Jodi Kottka, March 1, 2021
I want to send all my condolences to the family and of course to Mr. Hayden. My daughter and I are keeping you all in our thoughts and prayers during this difficult time. As we cannot be there on Monday, many in North Bay are attending a Balloon Ceremony in Kelsea’s honour. We will be sending our messages to her in heaven. I will forever miss her radiant personality and our cherished friendship. XO
Shannon, March 1, 2021
My deepest condolences to you and your family kels ,,,may you rest in peace & may your hard jorney be at rest now , we will all miss you and you will always be in our thoughts.
Connie Howitt, March 1, 2021
We have been privileged to know Kelsey and all of you for so long and we have witnessed the strength, courage, and love that all of you possess. Most recently Kelsey helped my family a great deal while Aiden was going through treatments… we spoke many times about life’s ups, and downs, and I find myself thinking of all of you often! Kelsey wherever you are looking down on us now, Thank You, I know I didn’t say it enough! From myself and the Spadetto family we pray for all of you and send you strength and Love XOXO
Kristal Spadetto, March 1, 2021
I am so sorry for your loss. You’ve suffered so much in your young lives. Like always, be strong for each other and remember the good times. Ange and Jim Fox
Angela Chiasson Fox, March 1, 2021
Our deepest sympathies on your loss. Wish we could have been there with you. Love Vicky & Perry Bakker
Vicky Bakker, March 1, 2021
Words can not express the undefined we’re feeling! Kelsey grew up pretty close to us,she was @Melissa Langs House every weekend(her 2nd Family) We’ll miss her Smile..Our Hearts go out to her Family & son…Be Strong and close to one another!! The James Family xxxxx
Maggie James, March 1, 2021
We are so terribly sorry to hear of your loss. We send our thoughts and prayers to all of you during this difficult and sad time.

Task details >> Continue the condolence messages from where they stop.

Given entries >>
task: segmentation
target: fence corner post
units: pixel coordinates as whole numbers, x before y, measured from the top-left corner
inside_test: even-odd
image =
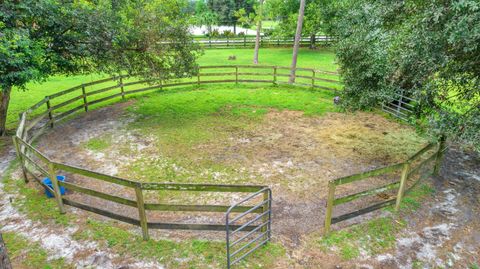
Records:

Response to this exercise >>
Sylvia & Moe Kmyta, March 1, 2021
I would like to pass on my condolences to Kelsey’s family and friend’s. May she rest in peace and have a happy reunite with her parent’s.
Chad Whittaker, March 1, 2021
My heart goes out to the family its a tragic lose and she should not have been taken i got o know kelsey very well over the past year and we became great friend she was an amazing person and i will always love her she wil be missed and never forgoten
thomas kehoe, March 1, 2021
I got to know Kelsey and Hayden during the past year. She was a very beautiful young woman who truly loved her son. I am praying for your family, and am so sorry to hear of this great loss
Donna, March 1, 2021
I am so sad to hear of Kelsey’s passing…what a great shock!!! I was in Esthetic School in northy bay for a short time with Kelsey, she was gentle and I found her to be kind and easy to talk to. She borrowed my pens all the time,,,It drove me crazy..so i bought her a pencil case full…..:) She often spoke of her spirituality, how she believed in God and prayed….she said she prayed alot because she was on her own..I believe the God of Mercy..Abba Father has Kelsey in his care..She loved her brother and talked about him often and her son… She loved you very much…I miss her. My thoughts and prayers are with you and her son.